╭─ Stored records

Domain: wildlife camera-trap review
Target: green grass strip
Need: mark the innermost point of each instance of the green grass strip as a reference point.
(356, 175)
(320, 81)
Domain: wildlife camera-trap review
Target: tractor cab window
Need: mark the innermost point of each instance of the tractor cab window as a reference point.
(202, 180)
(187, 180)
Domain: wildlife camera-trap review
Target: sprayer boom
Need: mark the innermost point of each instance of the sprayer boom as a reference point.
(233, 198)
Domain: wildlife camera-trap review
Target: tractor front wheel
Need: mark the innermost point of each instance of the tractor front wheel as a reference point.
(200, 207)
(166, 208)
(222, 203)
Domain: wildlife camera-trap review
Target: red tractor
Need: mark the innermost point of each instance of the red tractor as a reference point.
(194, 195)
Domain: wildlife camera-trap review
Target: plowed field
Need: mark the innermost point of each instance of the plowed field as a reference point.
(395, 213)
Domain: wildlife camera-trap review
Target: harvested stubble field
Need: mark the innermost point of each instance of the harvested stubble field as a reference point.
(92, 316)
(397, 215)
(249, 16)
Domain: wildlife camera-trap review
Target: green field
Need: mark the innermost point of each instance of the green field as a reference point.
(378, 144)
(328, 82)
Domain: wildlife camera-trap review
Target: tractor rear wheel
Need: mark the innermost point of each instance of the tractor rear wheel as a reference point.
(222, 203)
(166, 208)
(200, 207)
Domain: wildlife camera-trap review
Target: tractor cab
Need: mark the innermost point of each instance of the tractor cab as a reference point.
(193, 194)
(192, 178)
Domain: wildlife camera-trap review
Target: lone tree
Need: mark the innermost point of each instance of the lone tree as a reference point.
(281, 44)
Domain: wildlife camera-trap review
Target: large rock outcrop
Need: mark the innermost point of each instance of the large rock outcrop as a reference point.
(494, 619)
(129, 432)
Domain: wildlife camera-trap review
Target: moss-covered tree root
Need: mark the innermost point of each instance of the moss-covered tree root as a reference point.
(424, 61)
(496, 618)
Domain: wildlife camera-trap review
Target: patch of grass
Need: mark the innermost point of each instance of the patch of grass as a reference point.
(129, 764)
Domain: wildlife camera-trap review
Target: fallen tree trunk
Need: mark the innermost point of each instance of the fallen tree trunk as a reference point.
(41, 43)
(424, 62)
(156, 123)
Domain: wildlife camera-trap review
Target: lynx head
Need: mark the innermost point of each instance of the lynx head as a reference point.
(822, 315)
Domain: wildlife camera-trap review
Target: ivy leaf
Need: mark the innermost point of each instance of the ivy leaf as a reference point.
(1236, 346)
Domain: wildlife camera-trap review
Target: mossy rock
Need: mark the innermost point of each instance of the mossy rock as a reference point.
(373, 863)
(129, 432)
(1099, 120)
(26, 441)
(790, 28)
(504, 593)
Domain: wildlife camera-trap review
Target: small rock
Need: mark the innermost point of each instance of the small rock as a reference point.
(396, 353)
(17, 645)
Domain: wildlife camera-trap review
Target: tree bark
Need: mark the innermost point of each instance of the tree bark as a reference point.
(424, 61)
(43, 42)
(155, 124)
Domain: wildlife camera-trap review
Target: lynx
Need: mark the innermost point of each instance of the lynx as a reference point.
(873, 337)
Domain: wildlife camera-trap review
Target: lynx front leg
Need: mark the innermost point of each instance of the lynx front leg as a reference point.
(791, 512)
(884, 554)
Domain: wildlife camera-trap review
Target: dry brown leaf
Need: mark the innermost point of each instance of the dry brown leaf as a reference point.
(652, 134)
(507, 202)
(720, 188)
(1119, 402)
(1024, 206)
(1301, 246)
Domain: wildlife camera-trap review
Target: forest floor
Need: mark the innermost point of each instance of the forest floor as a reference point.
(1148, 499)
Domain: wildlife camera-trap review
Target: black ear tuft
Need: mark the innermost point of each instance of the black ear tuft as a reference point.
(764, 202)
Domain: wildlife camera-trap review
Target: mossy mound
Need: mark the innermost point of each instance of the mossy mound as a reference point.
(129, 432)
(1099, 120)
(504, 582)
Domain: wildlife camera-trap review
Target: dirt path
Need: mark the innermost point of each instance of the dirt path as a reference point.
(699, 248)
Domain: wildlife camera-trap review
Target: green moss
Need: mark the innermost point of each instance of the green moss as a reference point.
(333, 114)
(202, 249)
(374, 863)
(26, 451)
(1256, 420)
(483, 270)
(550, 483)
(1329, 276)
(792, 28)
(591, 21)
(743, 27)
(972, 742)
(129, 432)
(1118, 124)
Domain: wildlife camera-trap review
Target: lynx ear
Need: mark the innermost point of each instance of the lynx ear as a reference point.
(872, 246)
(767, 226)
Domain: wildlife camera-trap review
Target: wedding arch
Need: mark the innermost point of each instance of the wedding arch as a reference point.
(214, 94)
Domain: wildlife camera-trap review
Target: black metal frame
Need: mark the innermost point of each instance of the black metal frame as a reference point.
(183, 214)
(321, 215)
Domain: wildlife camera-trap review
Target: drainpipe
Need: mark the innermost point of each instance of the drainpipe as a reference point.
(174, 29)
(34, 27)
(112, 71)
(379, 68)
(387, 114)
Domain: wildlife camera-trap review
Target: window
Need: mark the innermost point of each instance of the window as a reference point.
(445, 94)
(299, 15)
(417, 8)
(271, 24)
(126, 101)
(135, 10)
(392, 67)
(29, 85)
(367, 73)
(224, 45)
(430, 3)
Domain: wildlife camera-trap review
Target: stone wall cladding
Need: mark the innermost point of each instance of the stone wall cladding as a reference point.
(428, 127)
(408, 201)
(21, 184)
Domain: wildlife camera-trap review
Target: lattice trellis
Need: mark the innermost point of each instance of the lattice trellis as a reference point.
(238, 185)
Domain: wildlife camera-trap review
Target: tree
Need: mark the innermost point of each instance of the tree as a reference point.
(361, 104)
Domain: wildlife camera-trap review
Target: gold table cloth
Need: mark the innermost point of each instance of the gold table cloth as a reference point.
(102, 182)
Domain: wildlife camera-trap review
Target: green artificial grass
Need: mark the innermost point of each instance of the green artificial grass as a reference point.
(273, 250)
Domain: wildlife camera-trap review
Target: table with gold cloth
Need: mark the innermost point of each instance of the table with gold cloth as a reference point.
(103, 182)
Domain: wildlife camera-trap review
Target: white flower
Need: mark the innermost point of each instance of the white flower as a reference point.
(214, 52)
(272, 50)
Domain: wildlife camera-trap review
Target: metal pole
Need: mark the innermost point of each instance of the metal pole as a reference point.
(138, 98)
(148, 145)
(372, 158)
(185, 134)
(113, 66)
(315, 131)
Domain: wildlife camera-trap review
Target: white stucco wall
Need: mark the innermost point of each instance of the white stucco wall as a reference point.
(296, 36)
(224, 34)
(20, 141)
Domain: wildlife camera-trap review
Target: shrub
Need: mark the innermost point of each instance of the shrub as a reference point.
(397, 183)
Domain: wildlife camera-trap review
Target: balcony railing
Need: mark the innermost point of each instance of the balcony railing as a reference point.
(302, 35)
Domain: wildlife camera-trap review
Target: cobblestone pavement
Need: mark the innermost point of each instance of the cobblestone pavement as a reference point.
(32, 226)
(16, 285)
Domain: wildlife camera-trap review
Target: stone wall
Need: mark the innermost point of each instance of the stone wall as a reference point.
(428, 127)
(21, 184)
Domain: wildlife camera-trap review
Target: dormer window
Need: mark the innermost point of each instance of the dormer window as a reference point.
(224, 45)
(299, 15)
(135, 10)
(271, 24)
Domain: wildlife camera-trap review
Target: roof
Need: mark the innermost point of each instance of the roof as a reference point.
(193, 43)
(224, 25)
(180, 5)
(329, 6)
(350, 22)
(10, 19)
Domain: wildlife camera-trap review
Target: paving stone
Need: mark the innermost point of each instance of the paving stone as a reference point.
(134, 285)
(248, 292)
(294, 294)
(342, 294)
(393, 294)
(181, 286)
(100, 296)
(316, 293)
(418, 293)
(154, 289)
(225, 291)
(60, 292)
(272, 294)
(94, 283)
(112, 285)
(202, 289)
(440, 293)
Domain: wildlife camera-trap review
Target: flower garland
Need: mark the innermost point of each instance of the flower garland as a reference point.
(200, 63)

╰─

Pick out each line in the items above that contains the word "field".

§ Full answer
Target: plowed field
Need: mark the innermost point of each instance of the plowed field as a reference point.
Target: harvested stubble field
Need: mark the innermost point of each instance of the harvested stubble field as a reference point.
Target: green field
Need: mark the innermost point of each instance of the green field as a reference point.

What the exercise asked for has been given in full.